[Opening Material provided section]

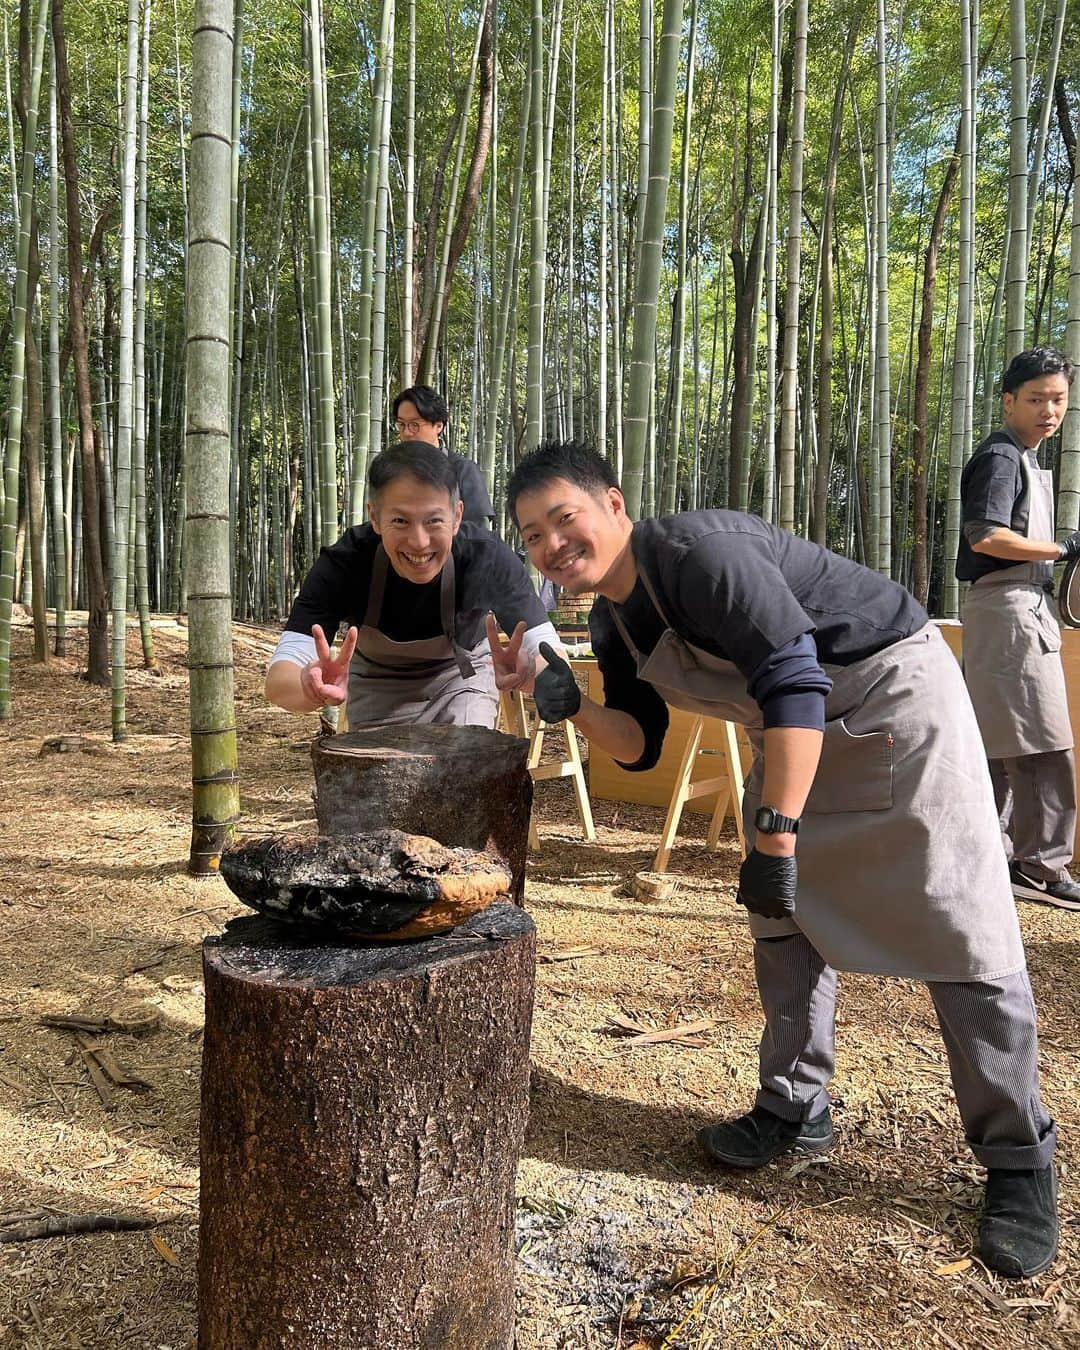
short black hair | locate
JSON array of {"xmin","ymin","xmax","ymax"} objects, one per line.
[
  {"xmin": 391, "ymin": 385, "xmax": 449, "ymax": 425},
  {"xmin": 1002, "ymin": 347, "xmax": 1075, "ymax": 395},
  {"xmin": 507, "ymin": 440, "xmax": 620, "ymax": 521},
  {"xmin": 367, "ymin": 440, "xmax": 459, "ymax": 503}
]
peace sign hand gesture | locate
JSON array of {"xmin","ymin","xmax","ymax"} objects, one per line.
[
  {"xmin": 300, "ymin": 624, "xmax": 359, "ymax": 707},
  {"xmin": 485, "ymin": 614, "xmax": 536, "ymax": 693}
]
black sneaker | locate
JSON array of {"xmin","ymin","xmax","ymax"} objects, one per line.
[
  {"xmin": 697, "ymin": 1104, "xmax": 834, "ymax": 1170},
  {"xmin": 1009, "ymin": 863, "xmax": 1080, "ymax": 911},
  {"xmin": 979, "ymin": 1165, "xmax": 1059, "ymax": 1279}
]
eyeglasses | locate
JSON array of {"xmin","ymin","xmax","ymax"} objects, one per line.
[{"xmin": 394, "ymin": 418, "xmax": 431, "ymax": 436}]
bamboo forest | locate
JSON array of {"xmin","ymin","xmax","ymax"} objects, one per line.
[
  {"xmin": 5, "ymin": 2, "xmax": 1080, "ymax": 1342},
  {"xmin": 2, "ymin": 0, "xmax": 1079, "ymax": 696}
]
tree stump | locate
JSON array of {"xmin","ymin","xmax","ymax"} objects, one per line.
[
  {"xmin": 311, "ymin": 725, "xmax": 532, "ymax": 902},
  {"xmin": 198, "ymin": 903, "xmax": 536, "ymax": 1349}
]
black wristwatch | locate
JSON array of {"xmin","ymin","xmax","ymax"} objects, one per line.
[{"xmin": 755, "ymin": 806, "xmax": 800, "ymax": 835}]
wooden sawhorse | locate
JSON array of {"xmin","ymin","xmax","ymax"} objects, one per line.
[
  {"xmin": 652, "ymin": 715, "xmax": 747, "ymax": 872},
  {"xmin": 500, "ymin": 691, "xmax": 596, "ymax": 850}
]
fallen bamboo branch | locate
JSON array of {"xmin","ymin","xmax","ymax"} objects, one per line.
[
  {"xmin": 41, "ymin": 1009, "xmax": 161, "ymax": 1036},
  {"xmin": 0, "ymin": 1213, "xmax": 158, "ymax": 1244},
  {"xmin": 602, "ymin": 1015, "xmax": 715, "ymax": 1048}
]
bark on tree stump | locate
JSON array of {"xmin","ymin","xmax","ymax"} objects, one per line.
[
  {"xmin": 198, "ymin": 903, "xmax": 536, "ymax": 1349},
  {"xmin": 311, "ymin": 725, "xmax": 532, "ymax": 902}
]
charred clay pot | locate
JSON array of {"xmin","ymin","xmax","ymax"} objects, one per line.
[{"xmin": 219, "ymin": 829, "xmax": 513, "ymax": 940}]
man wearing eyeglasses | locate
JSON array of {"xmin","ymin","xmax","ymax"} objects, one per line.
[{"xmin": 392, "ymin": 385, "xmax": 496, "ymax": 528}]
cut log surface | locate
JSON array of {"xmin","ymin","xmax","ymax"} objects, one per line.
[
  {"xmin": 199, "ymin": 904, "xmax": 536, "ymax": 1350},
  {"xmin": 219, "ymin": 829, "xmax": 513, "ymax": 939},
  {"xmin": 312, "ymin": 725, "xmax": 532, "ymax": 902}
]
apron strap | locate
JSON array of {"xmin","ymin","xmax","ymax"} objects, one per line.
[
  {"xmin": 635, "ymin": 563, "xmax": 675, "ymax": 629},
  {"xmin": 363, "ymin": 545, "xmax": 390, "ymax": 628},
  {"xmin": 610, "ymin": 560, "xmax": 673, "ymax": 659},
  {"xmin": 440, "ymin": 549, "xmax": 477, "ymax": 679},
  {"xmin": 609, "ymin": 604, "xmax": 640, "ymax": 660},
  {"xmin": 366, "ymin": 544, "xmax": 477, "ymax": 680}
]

[Closing Material provided section]

Task requirements: Go through the entries above and output them exactly, without pictures.

Written response:
short black hair | locate
JSON array of {"xmin","ymin","xmax","ymax"} objects, one per line.
[
  {"xmin": 391, "ymin": 385, "xmax": 449, "ymax": 425},
  {"xmin": 1002, "ymin": 347, "xmax": 1075, "ymax": 395},
  {"xmin": 507, "ymin": 440, "xmax": 620, "ymax": 521},
  {"xmin": 367, "ymin": 440, "xmax": 459, "ymax": 503}
]
peace sign hand gesture | locate
JSON array of {"xmin","ymin","xmax","ymax"} objects, one per line.
[
  {"xmin": 300, "ymin": 624, "xmax": 359, "ymax": 707},
  {"xmin": 485, "ymin": 614, "xmax": 536, "ymax": 693}
]
black sneaker | locate
JSON array of {"xmin","ymin","xmax","ymax"} objects, one per line.
[
  {"xmin": 697, "ymin": 1104, "xmax": 834, "ymax": 1170},
  {"xmin": 1009, "ymin": 863, "xmax": 1080, "ymax": 911},
  {"xmin": 979, "ymin": 1165, "xmax": 1059, "ymax": 1279}
]
eyeglasses | locate
JSON array of {"xmin","ymin","xmax","ymax"} objects, one per line.
[{"xmin": 394, "ymin": 418, "xmax": 431, "ymax": 436}]
bamboo forest | locate
JSON array of {"xmin","ymin","xmax","ymax"} objects, one per line.
[
  {"xmin": 5, "ymin": 2, "xmax": 1080, "ymax": 1342},
  {"xmin": 2, "ymin": 0, "xmax": 1079, "ymax": 696}
]
tree stump | locate
JSON array of {"xmin","ymin","xmax","ymax"} objects, one per line.
[
  {"xmin": 311, "ymin": 725, "xmax": 532, "ymax": 902},
  {"xmin": 198, "ymin": 903, "xmax": 536, "ymax": 1349}
]
black wristwatch | locate
JSON array of {"xmin","ymin","xmax","ymax"} objects, one per line.
[{"xmin": 755, "ymin": 806, "xmax": 800, "ymax": 835}]
wooden sawhorse | locate
JSON array of {"xmin","ymin","xmax","ymax"} objects, one per line.
[
  {"xmin": 652, "ymin": 715, "xmax": 747, "ymax": 872},
  {"xmin": 500, "ymin": 691, "xmax": 596, "ymax": 850}
]
fallen bamboo branch | locate
JSON array of {"xmin","ymin","xmax","ymax"} objects, one per line.
[
  {"xmin": 41, "ymin": 1009, "xmax": 161, "ymax": 1036},
  {"xmin": 0, "ymin": 1213, "xmax": 158, "ymax": 1244},
  {"xmin": 602, "ymin": 1015, "xmax": 715, "ymax": 1048}
]
bark on tree stump | locate
JSON array of {"xmin","ymin","xmax","ymax"} objects, one per line.
[
  {"xmin": 198, "ymin": 903, "xmax": 536, "ymax": 1349},
  {"xmin": 311, "ymin": 725, "xmax": 532, "ymax": 902}
]
charred clay pot | locate
JSON array of {"xmin","ymin","xmax","ymax"} objects, one per line.
[{"xmin": 219, "ymin": 829, "xmax": 513, "ymax": 940}]
man wearing eyeglasses | locate
JSON array of {"xmin","ymin","xmax","ymax"} objects, one per line.
[{"xmin": 392, "ymin": 385, "xmax": 496, "ymax": 528}]
cut log surface | locate
JSON array of {"xmin","ymin","xmax","ymax"} objects, one per line.
[
  {"xmin": 199, "ymin": 904, "xmax": 536, "ymax": 1350},
  {"xmin": 219, "ymin": 829, "xmax": 513, "ymax": 939},
  {"xmin": 312, "ymin": 725, "xmax": 532, "ymax": 902}
]
apron strap | locate
JSON array of {"xmin","ymin","xmax","ymax"} objects, one per line.
[
  {"xmin": 635, "ymin": 563, "xmax": 675, "ymax": 629},
  {"xmin": 363, "ymin": 545, "xmax": 390, "ymax": 628},
  {"xmin": 610, "ymin": 560, "xmax": 673, "ymax": 659},
  {"xmin": 440, "ymin": 549, "xmax": 477, "ymax": 679},
  {"xmin": 609, "ymin": 604, "xmax": 640, "ymax": 660},
  {"xmin": 366, "ymin": 544, "xmax": 477, "ymax": 680}
]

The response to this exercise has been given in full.